→ Goal of the exercise
Could you copy out every line of the data where the word "grass" occurs?
------
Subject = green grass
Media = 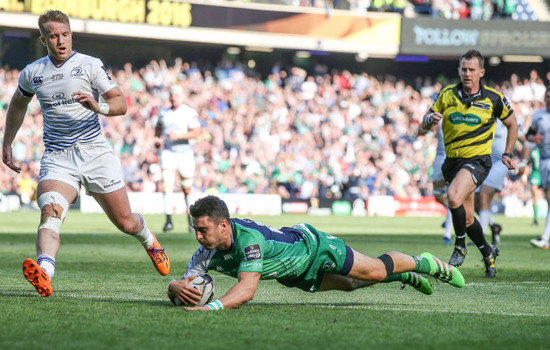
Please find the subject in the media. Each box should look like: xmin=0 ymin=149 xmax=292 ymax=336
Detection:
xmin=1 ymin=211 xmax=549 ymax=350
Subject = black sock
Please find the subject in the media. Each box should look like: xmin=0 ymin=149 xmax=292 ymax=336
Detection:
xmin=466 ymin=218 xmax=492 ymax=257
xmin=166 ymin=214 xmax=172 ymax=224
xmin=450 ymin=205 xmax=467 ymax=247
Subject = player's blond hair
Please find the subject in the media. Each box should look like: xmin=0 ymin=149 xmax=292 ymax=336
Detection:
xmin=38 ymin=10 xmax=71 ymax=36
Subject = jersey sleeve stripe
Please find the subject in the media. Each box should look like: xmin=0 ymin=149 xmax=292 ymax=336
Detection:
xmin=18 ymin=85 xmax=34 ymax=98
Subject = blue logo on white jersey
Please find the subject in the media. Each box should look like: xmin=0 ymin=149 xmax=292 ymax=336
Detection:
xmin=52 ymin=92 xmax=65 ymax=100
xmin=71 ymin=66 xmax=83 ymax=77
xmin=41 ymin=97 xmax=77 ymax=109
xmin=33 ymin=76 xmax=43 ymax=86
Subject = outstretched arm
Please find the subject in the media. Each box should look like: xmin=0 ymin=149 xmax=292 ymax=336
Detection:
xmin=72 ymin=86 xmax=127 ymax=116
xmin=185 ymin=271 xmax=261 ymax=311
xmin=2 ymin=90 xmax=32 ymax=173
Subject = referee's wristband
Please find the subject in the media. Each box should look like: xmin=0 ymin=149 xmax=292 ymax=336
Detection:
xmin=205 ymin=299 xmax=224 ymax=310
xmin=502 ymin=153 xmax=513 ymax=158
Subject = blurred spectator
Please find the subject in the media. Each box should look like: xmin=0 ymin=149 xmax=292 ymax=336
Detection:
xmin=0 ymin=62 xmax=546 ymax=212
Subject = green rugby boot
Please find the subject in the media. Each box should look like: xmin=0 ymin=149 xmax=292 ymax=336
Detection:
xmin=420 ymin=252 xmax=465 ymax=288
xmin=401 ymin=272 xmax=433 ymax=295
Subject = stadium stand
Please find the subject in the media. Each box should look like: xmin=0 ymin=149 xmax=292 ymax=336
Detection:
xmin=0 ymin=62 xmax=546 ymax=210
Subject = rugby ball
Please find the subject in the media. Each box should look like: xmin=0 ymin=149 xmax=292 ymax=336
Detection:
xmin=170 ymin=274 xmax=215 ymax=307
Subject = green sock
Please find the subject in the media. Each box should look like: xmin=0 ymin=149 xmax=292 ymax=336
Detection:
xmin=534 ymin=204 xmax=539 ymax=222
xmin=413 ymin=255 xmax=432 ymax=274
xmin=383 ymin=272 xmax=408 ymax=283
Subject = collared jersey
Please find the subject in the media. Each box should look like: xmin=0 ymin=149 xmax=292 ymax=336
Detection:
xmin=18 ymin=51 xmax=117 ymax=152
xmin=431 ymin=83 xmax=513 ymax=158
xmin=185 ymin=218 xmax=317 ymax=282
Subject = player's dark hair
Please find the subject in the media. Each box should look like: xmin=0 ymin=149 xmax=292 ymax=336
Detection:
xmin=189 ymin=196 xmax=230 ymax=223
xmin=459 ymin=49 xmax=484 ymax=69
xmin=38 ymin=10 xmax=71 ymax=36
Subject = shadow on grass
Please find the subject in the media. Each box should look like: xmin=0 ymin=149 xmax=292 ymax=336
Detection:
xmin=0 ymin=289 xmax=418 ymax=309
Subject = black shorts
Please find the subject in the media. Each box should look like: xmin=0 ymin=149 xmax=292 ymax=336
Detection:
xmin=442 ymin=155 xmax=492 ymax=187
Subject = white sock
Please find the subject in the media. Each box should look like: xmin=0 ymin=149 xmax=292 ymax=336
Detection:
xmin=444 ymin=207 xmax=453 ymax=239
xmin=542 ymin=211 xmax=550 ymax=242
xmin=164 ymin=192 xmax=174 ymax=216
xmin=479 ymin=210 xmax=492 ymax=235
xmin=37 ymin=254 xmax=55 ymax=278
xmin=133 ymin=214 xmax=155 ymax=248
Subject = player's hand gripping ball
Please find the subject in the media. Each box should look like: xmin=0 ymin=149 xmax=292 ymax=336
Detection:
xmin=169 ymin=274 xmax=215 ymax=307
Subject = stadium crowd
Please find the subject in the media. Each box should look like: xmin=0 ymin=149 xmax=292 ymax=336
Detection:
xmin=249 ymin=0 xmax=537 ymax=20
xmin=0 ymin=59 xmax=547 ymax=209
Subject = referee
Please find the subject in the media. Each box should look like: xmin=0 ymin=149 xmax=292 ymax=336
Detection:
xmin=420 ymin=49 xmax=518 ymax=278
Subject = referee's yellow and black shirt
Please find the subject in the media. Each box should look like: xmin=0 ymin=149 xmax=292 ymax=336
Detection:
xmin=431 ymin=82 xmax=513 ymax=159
------
→ Task response
Subject = green grass
Subject = shadow on grass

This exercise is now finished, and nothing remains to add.